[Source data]
((

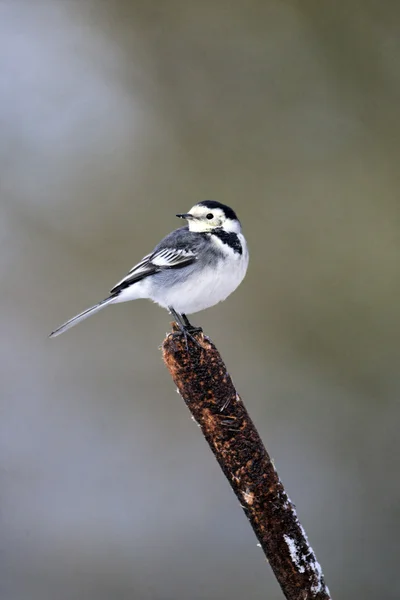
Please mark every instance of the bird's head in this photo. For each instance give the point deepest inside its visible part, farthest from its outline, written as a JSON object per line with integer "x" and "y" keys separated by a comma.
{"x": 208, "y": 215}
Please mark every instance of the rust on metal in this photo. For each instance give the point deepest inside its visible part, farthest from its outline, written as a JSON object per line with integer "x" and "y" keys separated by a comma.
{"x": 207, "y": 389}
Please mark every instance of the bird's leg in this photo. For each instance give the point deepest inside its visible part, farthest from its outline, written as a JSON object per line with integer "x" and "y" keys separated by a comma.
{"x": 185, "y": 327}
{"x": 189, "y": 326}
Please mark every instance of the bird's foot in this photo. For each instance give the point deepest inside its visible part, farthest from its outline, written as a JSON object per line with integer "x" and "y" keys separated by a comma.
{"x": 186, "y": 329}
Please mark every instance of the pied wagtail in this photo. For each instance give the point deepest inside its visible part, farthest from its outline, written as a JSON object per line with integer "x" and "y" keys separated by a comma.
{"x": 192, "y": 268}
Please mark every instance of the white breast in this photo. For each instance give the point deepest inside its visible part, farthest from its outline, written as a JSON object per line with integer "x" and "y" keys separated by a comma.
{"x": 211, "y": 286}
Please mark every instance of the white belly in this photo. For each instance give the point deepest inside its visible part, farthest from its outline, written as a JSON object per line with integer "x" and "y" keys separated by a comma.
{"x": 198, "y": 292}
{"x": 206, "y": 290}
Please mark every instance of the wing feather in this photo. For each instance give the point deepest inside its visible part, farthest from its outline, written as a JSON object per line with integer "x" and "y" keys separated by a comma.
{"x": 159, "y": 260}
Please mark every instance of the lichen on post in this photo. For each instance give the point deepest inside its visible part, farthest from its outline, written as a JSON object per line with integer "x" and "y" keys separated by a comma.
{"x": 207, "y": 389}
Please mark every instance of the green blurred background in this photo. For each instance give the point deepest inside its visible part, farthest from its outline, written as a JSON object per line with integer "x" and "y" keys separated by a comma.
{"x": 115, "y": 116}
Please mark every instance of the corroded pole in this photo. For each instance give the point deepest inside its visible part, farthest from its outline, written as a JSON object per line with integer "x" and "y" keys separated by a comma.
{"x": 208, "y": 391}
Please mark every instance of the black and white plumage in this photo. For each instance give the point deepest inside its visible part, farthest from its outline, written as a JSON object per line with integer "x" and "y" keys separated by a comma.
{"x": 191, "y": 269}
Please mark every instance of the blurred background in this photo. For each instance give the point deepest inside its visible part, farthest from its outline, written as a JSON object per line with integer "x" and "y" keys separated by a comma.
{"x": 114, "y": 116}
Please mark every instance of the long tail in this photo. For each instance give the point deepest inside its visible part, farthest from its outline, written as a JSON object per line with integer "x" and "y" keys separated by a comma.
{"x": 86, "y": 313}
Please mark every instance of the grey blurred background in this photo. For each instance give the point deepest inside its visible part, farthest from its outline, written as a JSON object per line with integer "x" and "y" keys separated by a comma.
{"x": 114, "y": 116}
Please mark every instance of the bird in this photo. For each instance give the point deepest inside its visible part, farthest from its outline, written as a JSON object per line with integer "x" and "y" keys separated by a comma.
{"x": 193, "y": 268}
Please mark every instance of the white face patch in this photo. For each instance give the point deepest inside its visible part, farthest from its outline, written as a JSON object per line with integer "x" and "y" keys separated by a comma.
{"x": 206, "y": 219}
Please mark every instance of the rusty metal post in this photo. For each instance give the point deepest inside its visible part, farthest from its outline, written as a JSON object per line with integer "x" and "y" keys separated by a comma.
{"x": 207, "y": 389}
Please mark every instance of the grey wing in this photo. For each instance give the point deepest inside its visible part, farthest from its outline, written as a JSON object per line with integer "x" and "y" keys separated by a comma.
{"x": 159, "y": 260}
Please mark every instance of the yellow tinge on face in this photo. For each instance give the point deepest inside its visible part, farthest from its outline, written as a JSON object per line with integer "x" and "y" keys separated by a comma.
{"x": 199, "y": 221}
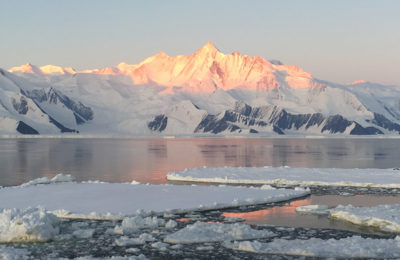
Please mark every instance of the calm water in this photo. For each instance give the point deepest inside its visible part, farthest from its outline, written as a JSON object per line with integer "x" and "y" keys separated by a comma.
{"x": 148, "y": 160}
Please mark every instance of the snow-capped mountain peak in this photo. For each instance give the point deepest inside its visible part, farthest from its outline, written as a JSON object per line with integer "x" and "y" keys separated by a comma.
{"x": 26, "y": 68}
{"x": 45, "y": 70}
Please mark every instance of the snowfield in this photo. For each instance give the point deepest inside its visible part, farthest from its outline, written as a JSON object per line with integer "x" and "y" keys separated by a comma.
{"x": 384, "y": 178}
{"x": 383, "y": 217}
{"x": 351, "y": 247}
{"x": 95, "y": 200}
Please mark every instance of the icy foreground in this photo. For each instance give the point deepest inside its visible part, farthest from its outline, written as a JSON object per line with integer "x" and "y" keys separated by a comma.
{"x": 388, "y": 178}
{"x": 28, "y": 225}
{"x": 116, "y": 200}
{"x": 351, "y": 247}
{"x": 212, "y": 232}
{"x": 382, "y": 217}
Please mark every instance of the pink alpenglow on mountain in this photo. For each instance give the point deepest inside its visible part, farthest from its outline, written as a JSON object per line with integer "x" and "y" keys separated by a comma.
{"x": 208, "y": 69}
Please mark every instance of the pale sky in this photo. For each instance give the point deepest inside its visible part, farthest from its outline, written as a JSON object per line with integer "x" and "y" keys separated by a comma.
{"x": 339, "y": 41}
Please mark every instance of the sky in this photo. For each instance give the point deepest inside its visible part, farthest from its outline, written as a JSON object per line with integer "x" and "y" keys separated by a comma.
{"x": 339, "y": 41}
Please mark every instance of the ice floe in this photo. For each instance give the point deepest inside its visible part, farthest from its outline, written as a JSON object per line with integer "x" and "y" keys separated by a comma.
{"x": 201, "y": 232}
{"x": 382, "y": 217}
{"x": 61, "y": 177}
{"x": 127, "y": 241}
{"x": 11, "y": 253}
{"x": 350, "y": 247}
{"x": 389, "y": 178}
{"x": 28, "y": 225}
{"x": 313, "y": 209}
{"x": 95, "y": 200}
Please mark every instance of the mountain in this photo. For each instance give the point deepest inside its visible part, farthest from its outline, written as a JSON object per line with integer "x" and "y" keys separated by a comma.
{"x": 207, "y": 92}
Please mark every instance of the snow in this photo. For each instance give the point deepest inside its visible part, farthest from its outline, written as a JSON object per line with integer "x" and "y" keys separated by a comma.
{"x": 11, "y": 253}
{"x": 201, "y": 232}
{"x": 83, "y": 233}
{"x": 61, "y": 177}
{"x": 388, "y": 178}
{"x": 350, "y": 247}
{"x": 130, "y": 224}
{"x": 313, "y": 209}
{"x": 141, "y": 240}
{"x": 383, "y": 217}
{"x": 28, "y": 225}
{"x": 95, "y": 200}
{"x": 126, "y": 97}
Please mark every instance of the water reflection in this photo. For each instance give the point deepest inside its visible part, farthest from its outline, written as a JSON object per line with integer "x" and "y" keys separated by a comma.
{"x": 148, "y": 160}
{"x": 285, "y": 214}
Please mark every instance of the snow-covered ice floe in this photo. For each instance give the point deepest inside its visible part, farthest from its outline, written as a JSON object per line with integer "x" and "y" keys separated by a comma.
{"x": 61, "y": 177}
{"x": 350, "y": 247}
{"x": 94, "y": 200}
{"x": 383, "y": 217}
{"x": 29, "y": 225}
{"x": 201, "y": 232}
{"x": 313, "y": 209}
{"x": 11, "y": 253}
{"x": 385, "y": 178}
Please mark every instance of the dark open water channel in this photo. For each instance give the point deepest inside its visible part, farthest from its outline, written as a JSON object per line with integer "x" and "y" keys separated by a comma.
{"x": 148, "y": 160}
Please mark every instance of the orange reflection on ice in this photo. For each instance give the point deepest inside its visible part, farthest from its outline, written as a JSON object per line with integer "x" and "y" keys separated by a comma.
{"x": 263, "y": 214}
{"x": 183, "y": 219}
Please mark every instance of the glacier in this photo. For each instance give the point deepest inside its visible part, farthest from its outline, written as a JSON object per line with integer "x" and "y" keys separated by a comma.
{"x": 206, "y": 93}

))
((

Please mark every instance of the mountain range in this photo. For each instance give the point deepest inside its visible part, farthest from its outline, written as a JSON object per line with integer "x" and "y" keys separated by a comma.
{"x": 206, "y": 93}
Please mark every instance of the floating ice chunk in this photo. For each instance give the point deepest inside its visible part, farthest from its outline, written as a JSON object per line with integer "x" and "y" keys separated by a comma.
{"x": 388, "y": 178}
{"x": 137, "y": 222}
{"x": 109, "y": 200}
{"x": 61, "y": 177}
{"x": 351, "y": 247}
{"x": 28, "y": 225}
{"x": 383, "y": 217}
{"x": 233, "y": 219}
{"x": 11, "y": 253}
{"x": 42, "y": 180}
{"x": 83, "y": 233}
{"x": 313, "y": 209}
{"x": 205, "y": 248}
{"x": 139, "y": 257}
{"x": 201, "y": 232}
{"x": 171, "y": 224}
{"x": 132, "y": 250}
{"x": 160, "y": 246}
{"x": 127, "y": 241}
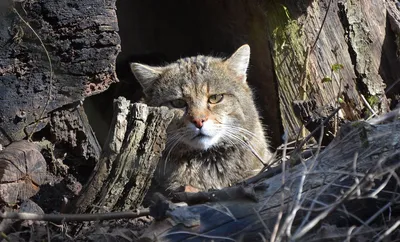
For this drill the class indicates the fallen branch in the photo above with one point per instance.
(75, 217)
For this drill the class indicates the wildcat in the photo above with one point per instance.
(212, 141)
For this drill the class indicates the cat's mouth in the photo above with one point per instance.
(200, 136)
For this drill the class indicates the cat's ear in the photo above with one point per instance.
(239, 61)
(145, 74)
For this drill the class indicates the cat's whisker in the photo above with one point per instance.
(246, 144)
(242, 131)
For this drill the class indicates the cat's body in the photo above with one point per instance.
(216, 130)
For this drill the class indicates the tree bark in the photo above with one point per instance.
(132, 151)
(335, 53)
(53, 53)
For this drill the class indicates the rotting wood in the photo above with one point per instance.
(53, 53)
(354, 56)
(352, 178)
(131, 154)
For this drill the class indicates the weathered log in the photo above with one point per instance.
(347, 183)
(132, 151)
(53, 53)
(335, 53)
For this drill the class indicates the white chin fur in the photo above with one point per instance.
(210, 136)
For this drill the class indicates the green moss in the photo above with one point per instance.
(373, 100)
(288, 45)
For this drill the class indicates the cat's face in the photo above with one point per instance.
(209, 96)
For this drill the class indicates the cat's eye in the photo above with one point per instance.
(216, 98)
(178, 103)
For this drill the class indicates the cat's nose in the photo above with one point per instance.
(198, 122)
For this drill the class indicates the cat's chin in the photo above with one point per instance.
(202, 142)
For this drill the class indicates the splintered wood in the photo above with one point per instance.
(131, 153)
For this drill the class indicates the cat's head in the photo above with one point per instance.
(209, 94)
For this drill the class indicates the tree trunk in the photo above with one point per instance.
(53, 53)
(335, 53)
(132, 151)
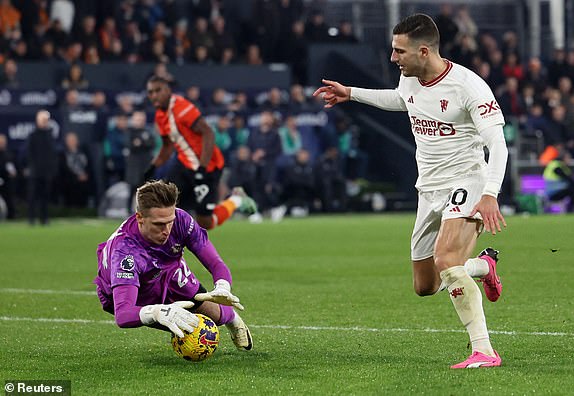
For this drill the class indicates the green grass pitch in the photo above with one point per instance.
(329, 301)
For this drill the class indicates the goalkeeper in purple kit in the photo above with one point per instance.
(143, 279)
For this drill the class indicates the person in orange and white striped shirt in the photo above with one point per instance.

))
((

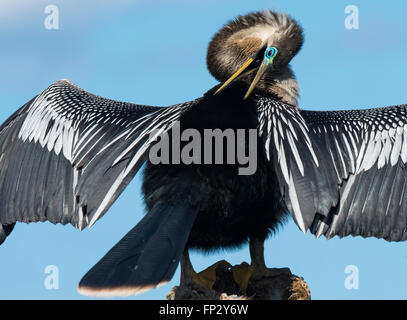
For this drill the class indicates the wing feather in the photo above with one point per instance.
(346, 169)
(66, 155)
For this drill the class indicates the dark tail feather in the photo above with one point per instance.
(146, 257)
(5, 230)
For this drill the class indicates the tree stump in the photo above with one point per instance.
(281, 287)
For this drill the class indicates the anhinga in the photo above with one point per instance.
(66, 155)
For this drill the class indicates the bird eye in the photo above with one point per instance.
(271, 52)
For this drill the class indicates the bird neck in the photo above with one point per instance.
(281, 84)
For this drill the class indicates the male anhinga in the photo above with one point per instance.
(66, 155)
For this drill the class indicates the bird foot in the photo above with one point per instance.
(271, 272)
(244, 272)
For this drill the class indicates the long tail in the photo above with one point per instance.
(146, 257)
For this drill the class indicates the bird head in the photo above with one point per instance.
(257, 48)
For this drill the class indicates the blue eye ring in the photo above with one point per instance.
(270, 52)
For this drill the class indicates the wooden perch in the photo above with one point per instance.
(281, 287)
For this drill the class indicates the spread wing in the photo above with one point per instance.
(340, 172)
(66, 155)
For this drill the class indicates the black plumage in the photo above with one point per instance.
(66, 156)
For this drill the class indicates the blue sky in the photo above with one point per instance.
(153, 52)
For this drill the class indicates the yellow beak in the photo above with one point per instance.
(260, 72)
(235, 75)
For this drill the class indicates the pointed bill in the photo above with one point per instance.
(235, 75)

))

Pick out each line above that contains the word "plumage". Copy every one of those lines.

Please mark every instance of the black and white plumage in this photo. For each instance give the point deepest inside its visible part, farthest from its outline, written as a JSON object per line with integer "x" and "y" keys separated by a comma.
For this drill the class indicates the black plumage in the photo above with one point per instance.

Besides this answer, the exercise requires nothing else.